• _WHAT YOU WILL DO_: In the records below, locate the line containing "In this exercise you will annotate the purple football"; output that line and every following line through the last, exactly.

Stored items:
================================

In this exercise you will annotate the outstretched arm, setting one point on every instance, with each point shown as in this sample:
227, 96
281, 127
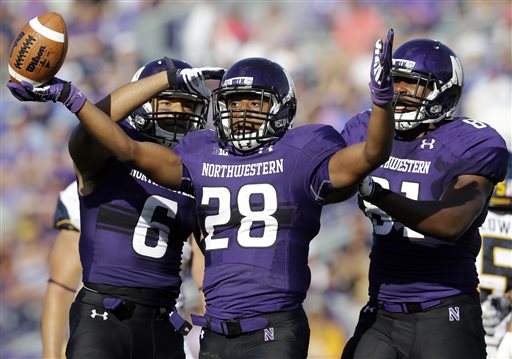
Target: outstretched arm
157, 161
447, 218
350, 165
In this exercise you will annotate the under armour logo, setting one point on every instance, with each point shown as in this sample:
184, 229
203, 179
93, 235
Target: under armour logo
369, 308
269, 149
95, 314
219, 151
430, 145
454, 314
269, 334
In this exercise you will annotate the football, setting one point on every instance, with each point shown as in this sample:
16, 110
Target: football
39, 49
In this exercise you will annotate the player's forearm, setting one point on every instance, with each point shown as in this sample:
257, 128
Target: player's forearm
107, 132
54, 321
124, 100
379, 137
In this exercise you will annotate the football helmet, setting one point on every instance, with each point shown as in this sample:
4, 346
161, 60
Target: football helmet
259, 78
164, 126
430, 65
501, 198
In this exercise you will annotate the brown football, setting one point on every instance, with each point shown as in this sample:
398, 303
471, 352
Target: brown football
38, 51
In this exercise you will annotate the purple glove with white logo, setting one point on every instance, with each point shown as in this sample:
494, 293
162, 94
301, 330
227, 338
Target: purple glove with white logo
381, 84
54, 90
371, 191
192, 80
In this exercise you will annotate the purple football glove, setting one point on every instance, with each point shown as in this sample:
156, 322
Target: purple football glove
54, 90
381, 84
192, 80
371, 191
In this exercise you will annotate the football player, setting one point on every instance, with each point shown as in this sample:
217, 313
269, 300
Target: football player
132, 230
495, 268
65, 273
426, 204
259, 186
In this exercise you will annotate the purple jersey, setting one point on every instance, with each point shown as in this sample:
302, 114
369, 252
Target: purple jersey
259, 211
133, 230
407, 266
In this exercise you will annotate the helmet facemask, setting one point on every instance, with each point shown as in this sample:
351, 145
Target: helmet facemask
431, 101
249, 129
168, 127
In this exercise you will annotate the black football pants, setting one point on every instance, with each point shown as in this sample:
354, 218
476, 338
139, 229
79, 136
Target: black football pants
285, 337
450, 330
144, 333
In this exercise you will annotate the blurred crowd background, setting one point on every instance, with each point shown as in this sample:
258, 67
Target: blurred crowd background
325, 45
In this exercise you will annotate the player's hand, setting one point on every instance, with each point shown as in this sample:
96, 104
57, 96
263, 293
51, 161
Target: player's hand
367, 188
381, 84
54, 90
192, 80
494, 309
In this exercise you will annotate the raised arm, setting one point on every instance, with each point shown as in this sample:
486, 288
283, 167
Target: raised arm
350, 165
155, 160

================================

• _OUTPUT BELOW_:
In this exercise you will annotate the purple football glove, setting one point on every instance, with each point shown as in this sample:
156, 322
Target: purple football glove
54, 90
381, 84
192, 80
371, 191
In this exercise you will annotate the football player, setting one point on every instance, with each point shown as in this sample:
217, 313
269, 300
Target: football player
132, 230
495, 268
65, 273
426, 204
259, 186
In this exercise you will annotate the purple jersey, setting one point on every instance, with each point shown as in this sample:
302, 114
369, 252
Target: purple jersey
259, 211
133, 230
407, 266
In this exercise you will annotate the helmet facemask, setting one point on every instance, with each point shown as in this sample:
351, 145
Target: helmet facemask
431, 101
249, 129
168, 127
In this exercise you will annotate the black football pants, setting one point on every instance, with each point shown as in this sample:
354, 218
476, 338
139, 229
79, 136
Target: black football pants
285, 337
450, 330
144, 333
In this exercise you will annotate the blurred crowd background, setting one point on every instance, with each point shown as in this sample:
258, 67
Target: blurred crowd background
325, 45
In this exercise you will annotate the player's hand, setting one point on every instance, with each point shown as in this sample:
96, 104
57, 96
263, 293
51, 161
Target: player's hand
367, 188
381, 84
54, 90
192, 80
494, 309
In this exercise you will annotate the raised arm, setting one point on every instance, with each point shown as in this sample:
486, 288
283, 167
Target: raised arm
350, 165
155, 160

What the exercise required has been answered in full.